___ Supplied records
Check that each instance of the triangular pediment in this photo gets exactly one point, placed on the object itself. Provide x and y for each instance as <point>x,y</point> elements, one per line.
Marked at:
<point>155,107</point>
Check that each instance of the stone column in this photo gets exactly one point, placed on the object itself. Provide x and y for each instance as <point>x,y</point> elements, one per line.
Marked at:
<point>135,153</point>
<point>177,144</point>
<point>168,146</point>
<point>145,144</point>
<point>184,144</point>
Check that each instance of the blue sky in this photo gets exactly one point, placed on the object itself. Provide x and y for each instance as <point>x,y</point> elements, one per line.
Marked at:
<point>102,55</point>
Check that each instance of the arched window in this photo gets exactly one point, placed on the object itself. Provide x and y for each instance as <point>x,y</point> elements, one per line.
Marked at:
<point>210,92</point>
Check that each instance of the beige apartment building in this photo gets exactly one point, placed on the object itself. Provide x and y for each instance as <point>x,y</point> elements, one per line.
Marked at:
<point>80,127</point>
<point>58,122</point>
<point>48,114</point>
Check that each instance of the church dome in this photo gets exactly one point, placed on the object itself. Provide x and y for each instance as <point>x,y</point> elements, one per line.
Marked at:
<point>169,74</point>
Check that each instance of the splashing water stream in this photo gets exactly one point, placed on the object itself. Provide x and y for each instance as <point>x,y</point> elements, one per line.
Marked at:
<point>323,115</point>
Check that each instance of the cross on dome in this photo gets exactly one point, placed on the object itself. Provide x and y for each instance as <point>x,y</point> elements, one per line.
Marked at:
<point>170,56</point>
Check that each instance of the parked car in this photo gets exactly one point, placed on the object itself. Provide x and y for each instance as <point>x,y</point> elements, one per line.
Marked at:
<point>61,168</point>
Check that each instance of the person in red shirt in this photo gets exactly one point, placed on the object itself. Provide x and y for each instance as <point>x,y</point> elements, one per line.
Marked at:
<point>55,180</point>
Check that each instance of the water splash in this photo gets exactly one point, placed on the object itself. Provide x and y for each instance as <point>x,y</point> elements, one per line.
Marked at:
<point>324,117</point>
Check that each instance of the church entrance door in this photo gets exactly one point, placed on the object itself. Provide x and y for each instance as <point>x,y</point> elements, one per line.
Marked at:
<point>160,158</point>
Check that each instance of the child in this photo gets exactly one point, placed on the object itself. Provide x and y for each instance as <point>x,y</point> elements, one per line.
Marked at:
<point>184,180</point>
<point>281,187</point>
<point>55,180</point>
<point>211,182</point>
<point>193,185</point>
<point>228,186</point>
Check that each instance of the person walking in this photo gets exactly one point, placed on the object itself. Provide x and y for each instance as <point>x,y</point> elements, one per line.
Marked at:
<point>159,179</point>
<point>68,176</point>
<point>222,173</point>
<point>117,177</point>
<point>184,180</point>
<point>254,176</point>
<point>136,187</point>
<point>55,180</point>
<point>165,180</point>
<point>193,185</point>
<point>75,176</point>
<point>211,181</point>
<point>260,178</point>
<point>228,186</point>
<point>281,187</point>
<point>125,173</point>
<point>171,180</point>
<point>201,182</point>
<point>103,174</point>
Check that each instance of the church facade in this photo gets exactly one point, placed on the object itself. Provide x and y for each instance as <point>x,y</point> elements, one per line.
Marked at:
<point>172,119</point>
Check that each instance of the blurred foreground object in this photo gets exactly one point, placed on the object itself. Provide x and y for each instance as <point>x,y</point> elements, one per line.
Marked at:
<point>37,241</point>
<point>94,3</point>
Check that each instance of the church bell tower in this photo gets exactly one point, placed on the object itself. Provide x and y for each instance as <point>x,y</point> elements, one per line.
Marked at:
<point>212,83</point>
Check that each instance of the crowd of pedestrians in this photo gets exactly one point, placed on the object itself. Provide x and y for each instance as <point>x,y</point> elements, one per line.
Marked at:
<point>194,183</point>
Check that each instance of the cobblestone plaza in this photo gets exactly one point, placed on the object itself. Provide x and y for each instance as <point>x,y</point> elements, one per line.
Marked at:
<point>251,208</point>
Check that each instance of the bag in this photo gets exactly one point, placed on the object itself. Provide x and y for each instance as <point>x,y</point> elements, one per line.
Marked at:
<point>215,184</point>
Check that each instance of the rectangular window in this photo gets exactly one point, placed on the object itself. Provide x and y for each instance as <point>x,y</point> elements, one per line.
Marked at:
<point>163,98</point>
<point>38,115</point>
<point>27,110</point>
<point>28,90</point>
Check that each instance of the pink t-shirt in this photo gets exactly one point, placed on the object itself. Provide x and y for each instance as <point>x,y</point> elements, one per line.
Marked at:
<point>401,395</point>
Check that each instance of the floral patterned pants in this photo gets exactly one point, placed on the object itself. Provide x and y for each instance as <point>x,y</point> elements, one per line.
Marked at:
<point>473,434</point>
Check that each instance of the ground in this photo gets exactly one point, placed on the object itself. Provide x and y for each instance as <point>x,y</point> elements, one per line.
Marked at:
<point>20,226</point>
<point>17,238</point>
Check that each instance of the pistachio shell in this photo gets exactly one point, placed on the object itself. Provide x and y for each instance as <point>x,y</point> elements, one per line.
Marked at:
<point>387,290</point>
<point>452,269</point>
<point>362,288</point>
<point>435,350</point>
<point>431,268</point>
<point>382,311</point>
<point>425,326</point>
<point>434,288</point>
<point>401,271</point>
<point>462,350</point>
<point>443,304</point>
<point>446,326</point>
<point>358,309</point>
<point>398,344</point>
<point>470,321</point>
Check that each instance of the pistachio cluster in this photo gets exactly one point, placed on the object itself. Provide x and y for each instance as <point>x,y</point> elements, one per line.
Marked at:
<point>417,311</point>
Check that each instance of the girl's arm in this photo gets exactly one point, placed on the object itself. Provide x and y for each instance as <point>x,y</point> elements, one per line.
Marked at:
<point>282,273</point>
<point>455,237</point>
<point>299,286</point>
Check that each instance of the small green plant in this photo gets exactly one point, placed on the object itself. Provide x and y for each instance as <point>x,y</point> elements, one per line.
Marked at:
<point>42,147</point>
______
What you give back should match the entries above exactly.

- _Answer to this task_:
Check that each instance of the triangular pediment in this photo gets exactly one point, placed on the object itself. Provide x and y for each instance as <point>x,y</point> elements, one per line.
Marked at:
<point>155,107</point>
Check that each instance of the stone column in this photo gets exactly one point, placed on the object itself. Provide x and y for each instance as <point>x,y</point> elements, one per line.
Marked at:
<point>135,153</point>
<point>177,144</point>
<point>168,146</point>
<point>145,144</point>
<point>184,144</point>
Check that each instance of the blue sky in this photo gets exactly one point, placed on the object itself. Provide x and y for each instance as <point>x,y</point> elements, one per line.
Marked at:
<point>102,55</point>
Check that each instance of the arched window in this photo gets exactly one point, placed on the object itself. Provide x and y for each instance as <point>x,y</point> elements, one per line.
Marked at:
<point>210,92</point>
Check that each instance of the beige apartment building in this photo gets exactly one point, placed on the object itself. Provide x and y for each instance as <point>x,y</point> elements, one per line.
Marked at:
<point>80,127</point>
<point>58,122</point>
<point>48,114</point>
Check that each instance of the church dome in this photo gets exactly one point, placed on the object itself. Provide x and y for each instance as <point>x,y</point> elements, one per line.
Marked at:
<point>169,74</point>
Check that each instance of the splashing water stream in this photo gets exactly one point, placed on the object itself. Provide x and y for each instance as <point>x,y</point> elements, one per line.
Marked at:
<point>323,115</point>
Check that each instance of the cross on dome in this photo gets exactly one point, placed on the object itself. Provide x and y for each instance as <point>x,y</point> elements, one per line.
Marked at:
<point>170,56</point>
Check that each instance of the parked car in this photo gets exactly one point, placed on the object itself. Provide x and y for each instance as <point>x,y</point> elements, one per line.
Marked at:
<point>61,168</point>
Check that each instance of the person in red shirt in this photo gets exactly one point, placed on the object itself. Provide x and y for each instance as <point>x,y</point> elements, one per line.
Marked at:
<point>55,180</point>
Check that each instance of the water splash in this photo gets exactly one point, placed on the object itself. Provide x and y for each instance as <point>x,y</point> elements, one per line.
Marked at:
<point>324,117</point>
Check that each instance of the church entrance door in this photo gets exactly one point, placed on the object itself. Provide x and y for each instance as <point>x,y</point> elements, one per line.
Marked at:
<point>160,158</point>
Check that each instance of the child in this photo gets exactly one point, placed on the object itself. Provide x and y for each instance as <point>x,y</point> elements, one per line.
Marked at:
<point>184,180</point>
<point>281,187</point>
<point>55,180</point>
<point>211,182</point>
<point>193,185</point>
<point>228,186</point>
Check that each instance of the person walking in this photo gets exactly one point, placed on the object itself. Provide x and y for each instance as <point>x,y</point> elements, one per line.
Marked at:
<point>159,179</point>
<point>68,176</point>
<point>222,173</point>
<point>117,177</point>
<point>184,180</point>
<point>254,176</point>
<point>136,187</point>
<point>55,180</point>
<point>165,180</point>
<point>193,185</point>
<point>75,176</point>
<point>211,181</point>
<point>260,178</point>
<point>228,186</point>
<point>281,187</point>
<point>125,173</point>
<point>171,180</point>
<point>201,182</point>
<point>103,174</point>
Check that each instance of the church facade in this photo gets exactly one point, placed on the object itself. Provide x and y for each instance as <point>x,y</point> elements, one per line.
Marked at:
<point>172,119</point>
Check that each instance of the blurred foreground object in this photo gets exactly one point, placed on the object itself. Provide x and y for each instance as <point>x,y</point> elements, one per line.
Marked at:
<point>37,241</point>
<point>94,3</point>
Check that each instance of the church bell tower in this photo gets exactly one point, placed on the object itself. Provide x and y for each instance as <point>x,y</point> elements, one per line.
Marked at:
<point>212,83</point>
Check that each instance of the crowd of pedestrians in this photo gets exactly one point, placed on the object itself. Provide x and y for each instance as <point>x,y</point> elements, one per line.
Marked at:
<point>194,183</point>
Check that each instance of the cobblestone plaza in this photo gets exactly one point, placed on the object itself. Provide x and y for each instance as <point>x,y</point> elements, one per line.
Marked at:
<point>251,208</point>
Check that each instance of the bag in this photo gets exactly one point, placed on the object itself. Provide x and y for each instance as <point>x,y</point> elements, one per line.
Marked at:
<point>215,184</point>
Check that each instance of the rectangular window in this photo gets exactly one point, placed on the object itself. Provide x and y for each instance as <point>x,y</point> elements, one per line.
Marked at:
<point>163,98</point>
<point>38,115</point>
<point>27,110</point>
<point>28,90</point>
Check that each instance of the pink t-shirt in this photo gets exactly one point, placed on the object itself. Provide x and y for each instance as <point>x,y</point> elements, one per line.
Marked at:
<point>401,395</point>
Check that each instance of the floral patterned pants in this photo gets exactly one point, placed on the object itself. Provide x and y for each instance as <point>x,y</point> elements, one per line.
Marked at:
<point>473,434</point>
Check that each instance of the ground in this photo gets exactly one point, placed on the object itself. Provide x and y for each instance as <point>x,y</point> elements, one per line.
Marked at:
<point>20,226</point>
<point>17,238</point>
Check that each instance of the pistachio shell in this photo gets exactly one point, placed on the object itself. Provide x and y for each instance as <point>x,y</point> elements, one per line.
Marked at:
<point>387,290</point>
<point>452,269</point>
<point>362,288</point>
<point>435,350</point>
<point>431,268</point>
<point>382,311</point>
<point>425,326</point>
<point>434,288</point>
<point>401,271</point>
<point>462,350</point>
<point>443,304</point>
<point>446,326</point>
<point>358,309</point>
<point>398,344</point>
<point>470,321</point>
Check that each instance of the pistachio cluster in this photo gets exactly one point, placed on the object itself. Provide x and y for each instance as <point>x,y</point> elements, one per line.
Marked at:
<point>417,311</point>
Check that each instance of the girl's arm in this photo gets exactly one point, placed on the object itself. Provide x and y for each instance as <point>x,y</point> elements, one per line.
Marked at:
<point>282,273</point>
<point>455,237</point>
<point>299,286</point>
Check that each instance of the small green plant in this photo gets exactly one point, placed on the object itself. Provide x and y for each instance as <point>x,y</point> elements, one per line.
Marked at:
<point>42,147</point>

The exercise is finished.